_Aim of the exercise_. Filter the entries for the word "rock". Copy each line that has it.

[Records drawn from a dataset]
□ □ □ □ □ □ □
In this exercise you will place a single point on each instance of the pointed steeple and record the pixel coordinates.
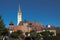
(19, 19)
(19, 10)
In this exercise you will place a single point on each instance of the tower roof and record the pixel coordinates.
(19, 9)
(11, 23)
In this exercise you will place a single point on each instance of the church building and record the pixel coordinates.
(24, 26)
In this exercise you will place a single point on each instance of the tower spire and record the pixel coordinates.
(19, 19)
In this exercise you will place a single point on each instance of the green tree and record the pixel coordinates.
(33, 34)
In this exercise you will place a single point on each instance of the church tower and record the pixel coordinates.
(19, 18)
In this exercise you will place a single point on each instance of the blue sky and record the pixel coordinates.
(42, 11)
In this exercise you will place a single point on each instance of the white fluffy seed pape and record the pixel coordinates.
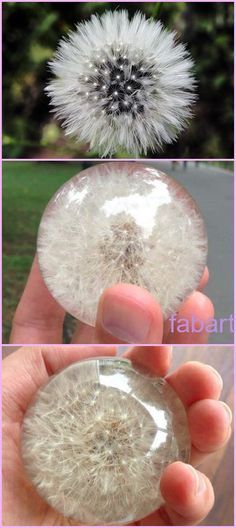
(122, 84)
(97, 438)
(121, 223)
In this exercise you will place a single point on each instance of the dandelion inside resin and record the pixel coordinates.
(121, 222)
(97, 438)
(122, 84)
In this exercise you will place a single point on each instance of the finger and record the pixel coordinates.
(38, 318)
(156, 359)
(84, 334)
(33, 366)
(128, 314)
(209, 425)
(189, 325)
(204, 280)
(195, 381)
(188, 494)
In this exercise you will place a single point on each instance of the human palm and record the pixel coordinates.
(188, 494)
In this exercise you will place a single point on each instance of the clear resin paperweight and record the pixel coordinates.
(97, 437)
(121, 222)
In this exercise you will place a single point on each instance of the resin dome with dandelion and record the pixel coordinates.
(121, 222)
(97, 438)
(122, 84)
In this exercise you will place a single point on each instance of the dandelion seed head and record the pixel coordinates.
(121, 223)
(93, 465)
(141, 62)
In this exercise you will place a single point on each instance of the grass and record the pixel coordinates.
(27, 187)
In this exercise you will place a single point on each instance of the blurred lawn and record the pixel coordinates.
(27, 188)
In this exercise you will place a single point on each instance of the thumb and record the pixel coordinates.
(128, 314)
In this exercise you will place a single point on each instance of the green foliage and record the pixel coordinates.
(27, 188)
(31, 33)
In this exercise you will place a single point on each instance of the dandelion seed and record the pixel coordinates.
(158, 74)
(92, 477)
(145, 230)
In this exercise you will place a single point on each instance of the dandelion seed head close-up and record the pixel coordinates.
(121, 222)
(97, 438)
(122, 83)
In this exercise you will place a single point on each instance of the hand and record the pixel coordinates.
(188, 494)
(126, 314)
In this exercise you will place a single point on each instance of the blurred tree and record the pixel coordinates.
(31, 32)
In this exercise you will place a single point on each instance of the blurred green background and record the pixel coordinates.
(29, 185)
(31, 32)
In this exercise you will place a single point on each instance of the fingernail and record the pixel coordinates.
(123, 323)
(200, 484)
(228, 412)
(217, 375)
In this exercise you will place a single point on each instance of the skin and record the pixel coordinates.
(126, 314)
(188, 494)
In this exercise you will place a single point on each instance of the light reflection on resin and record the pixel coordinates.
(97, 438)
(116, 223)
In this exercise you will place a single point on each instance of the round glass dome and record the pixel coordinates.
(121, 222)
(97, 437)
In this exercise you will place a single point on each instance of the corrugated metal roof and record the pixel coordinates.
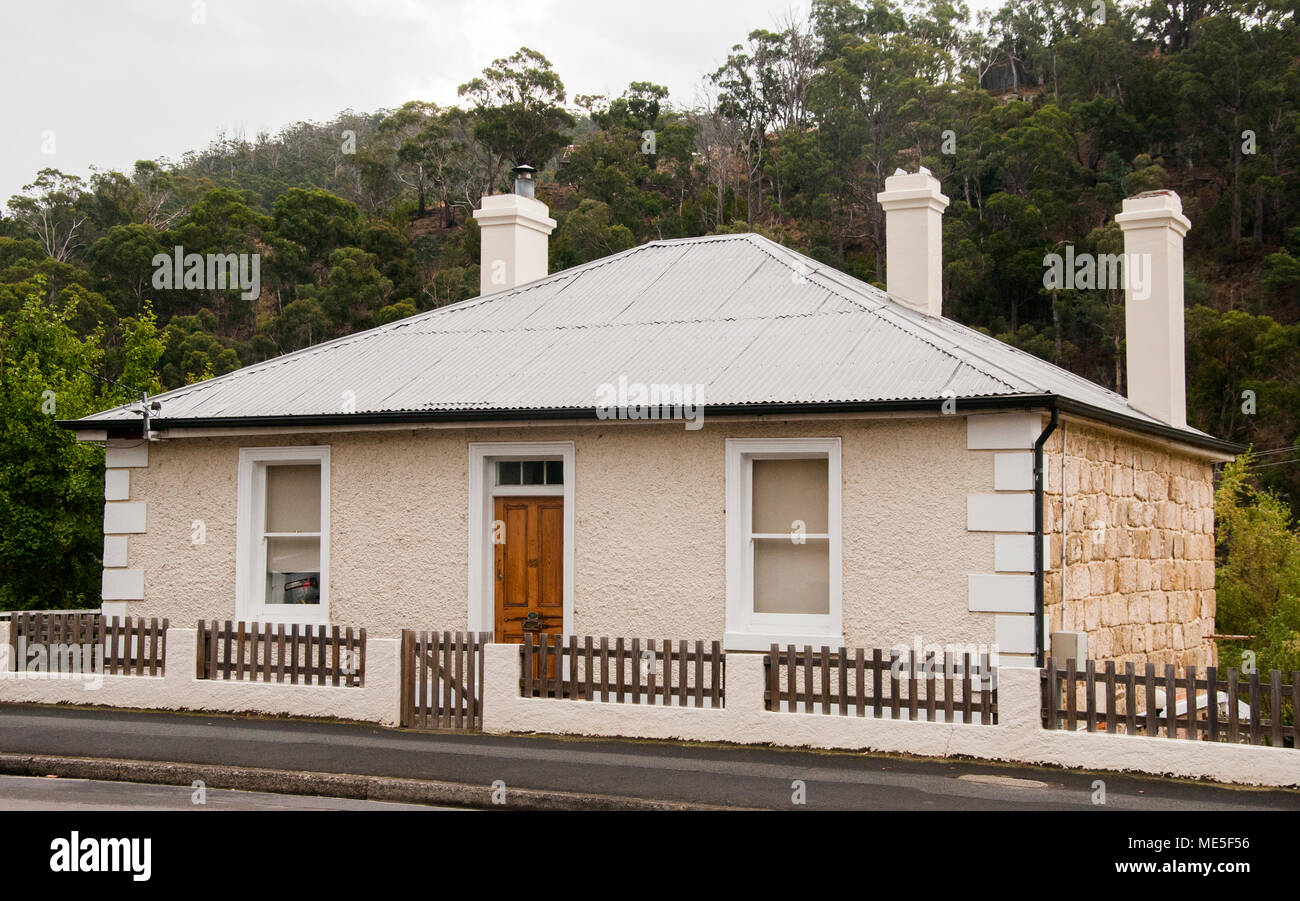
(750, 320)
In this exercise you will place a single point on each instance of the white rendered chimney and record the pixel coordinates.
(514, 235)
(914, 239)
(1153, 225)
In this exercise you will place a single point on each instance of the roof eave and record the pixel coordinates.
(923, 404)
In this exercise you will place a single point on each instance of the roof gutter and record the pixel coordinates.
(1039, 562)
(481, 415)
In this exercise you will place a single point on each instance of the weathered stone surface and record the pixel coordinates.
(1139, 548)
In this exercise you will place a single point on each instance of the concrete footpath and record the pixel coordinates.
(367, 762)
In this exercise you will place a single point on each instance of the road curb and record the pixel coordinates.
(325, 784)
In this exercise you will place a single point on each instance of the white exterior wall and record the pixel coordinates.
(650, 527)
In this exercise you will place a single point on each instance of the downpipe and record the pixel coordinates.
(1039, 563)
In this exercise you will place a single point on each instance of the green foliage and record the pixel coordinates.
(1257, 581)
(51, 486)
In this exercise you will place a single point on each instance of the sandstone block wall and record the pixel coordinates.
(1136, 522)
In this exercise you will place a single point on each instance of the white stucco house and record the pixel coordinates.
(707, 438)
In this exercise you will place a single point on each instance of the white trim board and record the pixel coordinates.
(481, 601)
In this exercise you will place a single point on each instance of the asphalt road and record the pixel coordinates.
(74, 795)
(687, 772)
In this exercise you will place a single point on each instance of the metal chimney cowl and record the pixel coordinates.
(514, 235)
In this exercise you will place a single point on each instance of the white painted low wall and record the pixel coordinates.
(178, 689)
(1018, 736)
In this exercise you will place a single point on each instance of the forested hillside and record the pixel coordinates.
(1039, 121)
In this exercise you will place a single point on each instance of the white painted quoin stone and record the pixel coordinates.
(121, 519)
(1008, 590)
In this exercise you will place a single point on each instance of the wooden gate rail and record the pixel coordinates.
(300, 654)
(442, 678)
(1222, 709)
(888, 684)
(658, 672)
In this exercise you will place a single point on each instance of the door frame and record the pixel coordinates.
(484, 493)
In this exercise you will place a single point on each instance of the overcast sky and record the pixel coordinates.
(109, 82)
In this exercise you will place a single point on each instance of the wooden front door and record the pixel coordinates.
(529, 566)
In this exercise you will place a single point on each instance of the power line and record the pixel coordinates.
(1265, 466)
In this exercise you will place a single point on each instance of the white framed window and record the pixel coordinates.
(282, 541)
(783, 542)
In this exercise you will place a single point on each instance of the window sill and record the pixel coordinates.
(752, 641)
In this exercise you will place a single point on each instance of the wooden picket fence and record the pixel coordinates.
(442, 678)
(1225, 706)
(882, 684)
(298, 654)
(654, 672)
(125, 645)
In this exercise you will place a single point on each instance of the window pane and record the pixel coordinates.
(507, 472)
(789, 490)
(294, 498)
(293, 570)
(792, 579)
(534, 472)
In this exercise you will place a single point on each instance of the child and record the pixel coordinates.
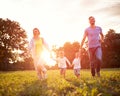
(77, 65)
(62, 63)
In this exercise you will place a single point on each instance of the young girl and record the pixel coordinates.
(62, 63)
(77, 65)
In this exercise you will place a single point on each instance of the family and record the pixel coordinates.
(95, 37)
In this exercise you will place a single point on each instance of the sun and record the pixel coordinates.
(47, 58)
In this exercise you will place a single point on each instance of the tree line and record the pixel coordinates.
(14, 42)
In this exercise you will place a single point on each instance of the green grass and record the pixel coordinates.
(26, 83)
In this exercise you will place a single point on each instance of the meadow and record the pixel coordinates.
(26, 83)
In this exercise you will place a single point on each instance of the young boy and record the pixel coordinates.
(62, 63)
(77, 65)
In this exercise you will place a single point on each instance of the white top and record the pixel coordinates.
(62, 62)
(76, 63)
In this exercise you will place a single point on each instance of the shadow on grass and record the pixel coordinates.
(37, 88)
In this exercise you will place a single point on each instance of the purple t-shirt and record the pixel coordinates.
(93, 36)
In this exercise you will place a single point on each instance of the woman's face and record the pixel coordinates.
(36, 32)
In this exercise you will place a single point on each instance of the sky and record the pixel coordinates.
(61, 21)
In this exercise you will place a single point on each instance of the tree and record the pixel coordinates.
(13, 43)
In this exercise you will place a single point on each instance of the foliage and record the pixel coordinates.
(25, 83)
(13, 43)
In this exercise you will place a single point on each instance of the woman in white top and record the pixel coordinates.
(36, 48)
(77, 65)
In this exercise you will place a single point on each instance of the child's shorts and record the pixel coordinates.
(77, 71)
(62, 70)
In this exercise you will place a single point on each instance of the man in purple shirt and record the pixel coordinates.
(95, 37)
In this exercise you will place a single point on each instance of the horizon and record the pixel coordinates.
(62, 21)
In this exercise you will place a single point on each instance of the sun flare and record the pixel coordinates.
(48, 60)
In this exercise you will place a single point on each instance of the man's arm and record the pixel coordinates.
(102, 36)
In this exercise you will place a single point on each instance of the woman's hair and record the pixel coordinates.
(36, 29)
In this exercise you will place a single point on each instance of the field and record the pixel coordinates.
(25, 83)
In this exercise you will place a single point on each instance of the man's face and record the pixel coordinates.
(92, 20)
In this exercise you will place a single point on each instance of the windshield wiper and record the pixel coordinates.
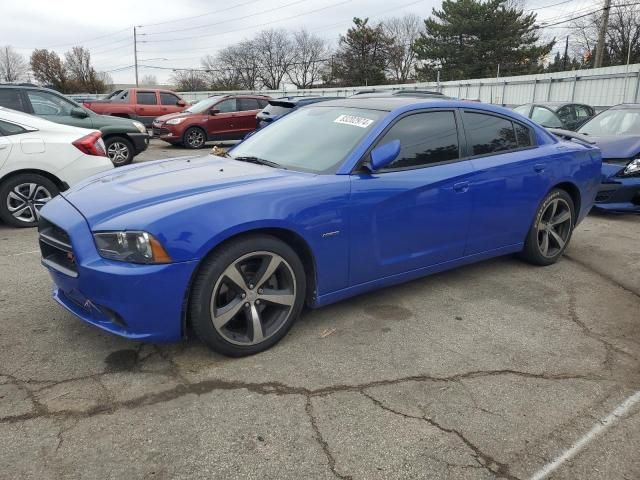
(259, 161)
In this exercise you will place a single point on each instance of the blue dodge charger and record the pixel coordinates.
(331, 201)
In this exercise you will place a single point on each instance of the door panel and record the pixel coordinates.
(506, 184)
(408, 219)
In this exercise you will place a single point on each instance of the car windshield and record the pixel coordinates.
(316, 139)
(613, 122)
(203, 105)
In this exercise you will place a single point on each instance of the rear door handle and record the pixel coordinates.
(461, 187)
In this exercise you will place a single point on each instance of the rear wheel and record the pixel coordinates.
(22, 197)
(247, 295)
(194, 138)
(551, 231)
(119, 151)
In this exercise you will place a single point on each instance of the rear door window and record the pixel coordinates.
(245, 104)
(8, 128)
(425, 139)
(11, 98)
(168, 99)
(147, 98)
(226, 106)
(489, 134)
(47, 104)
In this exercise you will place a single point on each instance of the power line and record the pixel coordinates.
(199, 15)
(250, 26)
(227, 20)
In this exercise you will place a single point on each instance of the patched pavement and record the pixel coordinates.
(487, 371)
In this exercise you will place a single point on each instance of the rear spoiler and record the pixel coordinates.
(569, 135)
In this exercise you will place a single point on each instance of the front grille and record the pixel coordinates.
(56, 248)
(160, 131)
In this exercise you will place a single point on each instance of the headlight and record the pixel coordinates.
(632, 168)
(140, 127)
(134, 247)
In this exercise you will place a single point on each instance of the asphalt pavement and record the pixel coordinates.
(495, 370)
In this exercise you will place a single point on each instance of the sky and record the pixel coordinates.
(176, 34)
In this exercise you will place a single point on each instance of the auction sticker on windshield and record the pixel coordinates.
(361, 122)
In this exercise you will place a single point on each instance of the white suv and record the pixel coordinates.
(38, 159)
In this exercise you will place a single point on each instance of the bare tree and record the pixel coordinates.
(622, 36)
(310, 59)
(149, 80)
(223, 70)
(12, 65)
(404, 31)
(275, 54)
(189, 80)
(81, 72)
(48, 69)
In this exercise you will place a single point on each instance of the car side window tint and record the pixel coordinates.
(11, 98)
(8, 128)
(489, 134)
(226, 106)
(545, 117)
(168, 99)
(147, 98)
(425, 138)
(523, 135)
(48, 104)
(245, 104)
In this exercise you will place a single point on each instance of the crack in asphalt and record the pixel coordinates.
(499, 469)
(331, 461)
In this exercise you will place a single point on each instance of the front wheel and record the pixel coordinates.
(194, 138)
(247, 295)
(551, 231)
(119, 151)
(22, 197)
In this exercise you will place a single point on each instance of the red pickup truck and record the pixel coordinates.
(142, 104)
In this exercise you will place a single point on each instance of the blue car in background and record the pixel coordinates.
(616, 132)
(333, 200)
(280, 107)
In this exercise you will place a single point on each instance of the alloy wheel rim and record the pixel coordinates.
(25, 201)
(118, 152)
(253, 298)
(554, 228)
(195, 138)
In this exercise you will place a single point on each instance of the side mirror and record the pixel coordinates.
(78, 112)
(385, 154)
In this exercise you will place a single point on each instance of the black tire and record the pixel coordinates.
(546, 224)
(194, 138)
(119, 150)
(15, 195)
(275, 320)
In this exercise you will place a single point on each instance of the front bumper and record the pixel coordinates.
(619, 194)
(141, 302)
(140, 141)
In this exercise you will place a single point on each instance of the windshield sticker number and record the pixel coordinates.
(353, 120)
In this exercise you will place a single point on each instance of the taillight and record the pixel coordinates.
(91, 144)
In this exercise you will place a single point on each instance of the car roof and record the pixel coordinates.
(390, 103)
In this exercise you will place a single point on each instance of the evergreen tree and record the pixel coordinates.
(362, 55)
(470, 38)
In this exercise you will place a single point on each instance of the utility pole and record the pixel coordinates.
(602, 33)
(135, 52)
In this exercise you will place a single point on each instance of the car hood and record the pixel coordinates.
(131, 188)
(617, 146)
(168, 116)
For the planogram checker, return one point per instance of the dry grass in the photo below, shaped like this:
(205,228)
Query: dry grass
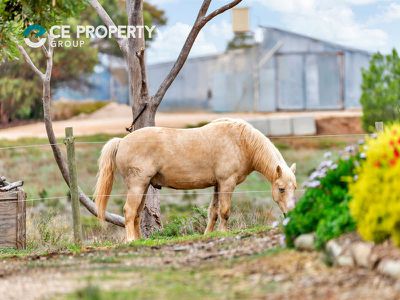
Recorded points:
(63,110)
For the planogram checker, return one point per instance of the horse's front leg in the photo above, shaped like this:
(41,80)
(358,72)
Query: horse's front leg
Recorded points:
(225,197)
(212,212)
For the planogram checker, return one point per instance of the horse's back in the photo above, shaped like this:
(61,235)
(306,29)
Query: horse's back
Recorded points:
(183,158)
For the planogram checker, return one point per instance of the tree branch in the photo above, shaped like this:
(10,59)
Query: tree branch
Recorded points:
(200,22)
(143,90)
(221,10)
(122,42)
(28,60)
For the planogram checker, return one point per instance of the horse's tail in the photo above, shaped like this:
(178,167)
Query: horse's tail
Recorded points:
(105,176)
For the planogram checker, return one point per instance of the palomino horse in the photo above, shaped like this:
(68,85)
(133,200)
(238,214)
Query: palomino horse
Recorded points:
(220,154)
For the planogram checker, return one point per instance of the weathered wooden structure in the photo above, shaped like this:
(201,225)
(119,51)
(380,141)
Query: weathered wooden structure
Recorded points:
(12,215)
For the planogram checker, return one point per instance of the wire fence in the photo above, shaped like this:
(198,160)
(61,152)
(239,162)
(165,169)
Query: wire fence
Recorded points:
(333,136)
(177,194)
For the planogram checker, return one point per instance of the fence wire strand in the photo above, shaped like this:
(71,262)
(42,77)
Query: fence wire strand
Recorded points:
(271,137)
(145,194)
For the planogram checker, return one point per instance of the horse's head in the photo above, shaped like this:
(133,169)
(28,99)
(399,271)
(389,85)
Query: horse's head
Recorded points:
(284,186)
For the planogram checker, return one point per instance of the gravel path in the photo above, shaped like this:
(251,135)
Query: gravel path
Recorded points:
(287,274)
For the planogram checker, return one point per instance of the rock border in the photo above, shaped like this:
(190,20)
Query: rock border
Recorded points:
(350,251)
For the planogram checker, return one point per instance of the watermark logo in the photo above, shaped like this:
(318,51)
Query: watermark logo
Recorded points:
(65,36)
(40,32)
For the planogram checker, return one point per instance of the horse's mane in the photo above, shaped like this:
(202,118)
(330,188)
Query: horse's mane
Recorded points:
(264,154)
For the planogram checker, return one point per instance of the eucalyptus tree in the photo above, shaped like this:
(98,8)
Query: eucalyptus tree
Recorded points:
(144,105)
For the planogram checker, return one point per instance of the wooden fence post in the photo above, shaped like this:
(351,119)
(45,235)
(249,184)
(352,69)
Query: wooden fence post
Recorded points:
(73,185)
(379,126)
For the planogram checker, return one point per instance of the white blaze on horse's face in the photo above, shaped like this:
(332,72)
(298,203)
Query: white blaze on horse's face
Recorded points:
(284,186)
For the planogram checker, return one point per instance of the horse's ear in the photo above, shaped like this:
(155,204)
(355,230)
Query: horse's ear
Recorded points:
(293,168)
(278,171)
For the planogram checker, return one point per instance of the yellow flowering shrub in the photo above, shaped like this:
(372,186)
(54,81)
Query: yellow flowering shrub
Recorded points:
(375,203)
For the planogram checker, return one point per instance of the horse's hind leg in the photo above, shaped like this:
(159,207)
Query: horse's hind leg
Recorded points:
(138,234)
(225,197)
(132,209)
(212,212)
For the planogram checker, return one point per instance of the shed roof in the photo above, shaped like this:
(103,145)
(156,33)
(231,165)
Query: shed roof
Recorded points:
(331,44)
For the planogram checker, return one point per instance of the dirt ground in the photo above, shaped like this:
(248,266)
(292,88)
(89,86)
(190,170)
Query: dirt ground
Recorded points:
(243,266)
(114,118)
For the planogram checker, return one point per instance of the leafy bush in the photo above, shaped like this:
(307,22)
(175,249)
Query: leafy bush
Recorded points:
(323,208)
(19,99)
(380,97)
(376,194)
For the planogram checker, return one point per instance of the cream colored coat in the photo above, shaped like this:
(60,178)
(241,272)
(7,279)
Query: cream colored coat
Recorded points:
□ □ □ □ □ □ □
_Response box_.
For the planogram checker, return one point per instance of the rock border in the photo above, shaped like this:
Query: rock border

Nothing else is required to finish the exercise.